[Point annotation dataset records]
--- BEGIN ---
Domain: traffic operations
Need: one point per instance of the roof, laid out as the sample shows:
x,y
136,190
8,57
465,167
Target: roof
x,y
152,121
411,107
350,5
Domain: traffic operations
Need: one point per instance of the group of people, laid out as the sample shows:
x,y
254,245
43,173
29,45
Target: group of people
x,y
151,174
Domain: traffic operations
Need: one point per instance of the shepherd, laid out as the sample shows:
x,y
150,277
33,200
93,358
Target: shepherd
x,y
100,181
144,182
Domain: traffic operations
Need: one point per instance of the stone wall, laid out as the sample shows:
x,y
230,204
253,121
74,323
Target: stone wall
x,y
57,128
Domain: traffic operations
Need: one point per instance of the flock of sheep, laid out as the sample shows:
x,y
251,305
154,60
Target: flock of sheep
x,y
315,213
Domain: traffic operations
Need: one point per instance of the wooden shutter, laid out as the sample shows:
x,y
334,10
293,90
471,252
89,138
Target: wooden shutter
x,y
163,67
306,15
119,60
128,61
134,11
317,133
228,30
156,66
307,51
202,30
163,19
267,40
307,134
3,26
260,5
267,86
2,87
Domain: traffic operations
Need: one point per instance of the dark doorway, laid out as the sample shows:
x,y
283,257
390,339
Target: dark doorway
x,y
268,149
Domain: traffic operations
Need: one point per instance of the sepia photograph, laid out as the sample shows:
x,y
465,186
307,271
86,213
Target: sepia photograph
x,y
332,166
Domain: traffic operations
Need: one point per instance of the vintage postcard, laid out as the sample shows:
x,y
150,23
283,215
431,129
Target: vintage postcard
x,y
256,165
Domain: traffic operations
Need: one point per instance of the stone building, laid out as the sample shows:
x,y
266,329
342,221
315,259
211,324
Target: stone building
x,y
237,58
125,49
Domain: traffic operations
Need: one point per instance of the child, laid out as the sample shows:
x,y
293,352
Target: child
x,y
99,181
--- END ---
Reproduce every line of the data verbatim.

[Written answer]:
Domain: traffic operations
Need: one point per instance of the roof, laid out as the sample shows:
x,y
136,190
8,57
465,167
Target: roof
x,y
152,121
411,107
350,5
Domain: traffic operations
Need: one point per instance of the group of people, laid out as the sample shows:
x,y
254,245
43,173
29,45
Target: group of people
x,y
151,174
Domain: traffic operations
Need: one point per instance of the shepherd, laid out as the sample shows:
x,y
150,277
33,200
93,358
Target: shepherd
x,y
100,181
144,182
Domain: traffic operations
Need: one point per instance of the stone wall, laid out as the sample shows:
x,y
230,204
253,121
74,323
Target: stone wall
x,y
57,128
Domain: traffic operations
Need: one point per instance of the flock of sheep, laid out as the sample shows:
x,y
251,305
154,60
Target: flock of sheep
x,y
315,213
Domain: traffic operations
Need: one point per instance of the wooden shutter, laid out as the sample shows:
x,y
334,10
293,90
471,252
89,138
Target: wooden shutter
x,y
163,67
306,15
119,60
128,61
134,11
317,133
228,30
156,66
307,51
202,30
163,19
267,40
307,134
3,26
260,5
267,86
2,87
Domain: traffic operations
Need: one point per instance of the dark doorway, laid out as the sample shows:
x,y
283,257
390,339
Target: dark doorway
x,y
268,149
Domain: traffic operations
Need: one point per instance of the sepia photograph, laid out as the sample shows:
x,y
465,186
307,271
86,213
Target: sepia photograph
x,y
332,166
Domain: traffic operations
Need: one point per instance of the vintage postcard, laid out as the sample shows:
x,y
150,23
283,215
431,129
Target: vintage postcard
x,y
256,165
Domain: traffic operations
Need: one point per instance of the stone building, laid out as the sample shows:
x,y
266,329
342,221
315,259
211,324
Target: stone building
x,y
237,58
125,49
Domain: traffic operations
Need: one point per instance of the child, laid out as the sample shows:
x,y
293,352
Target: child
x,y
99,181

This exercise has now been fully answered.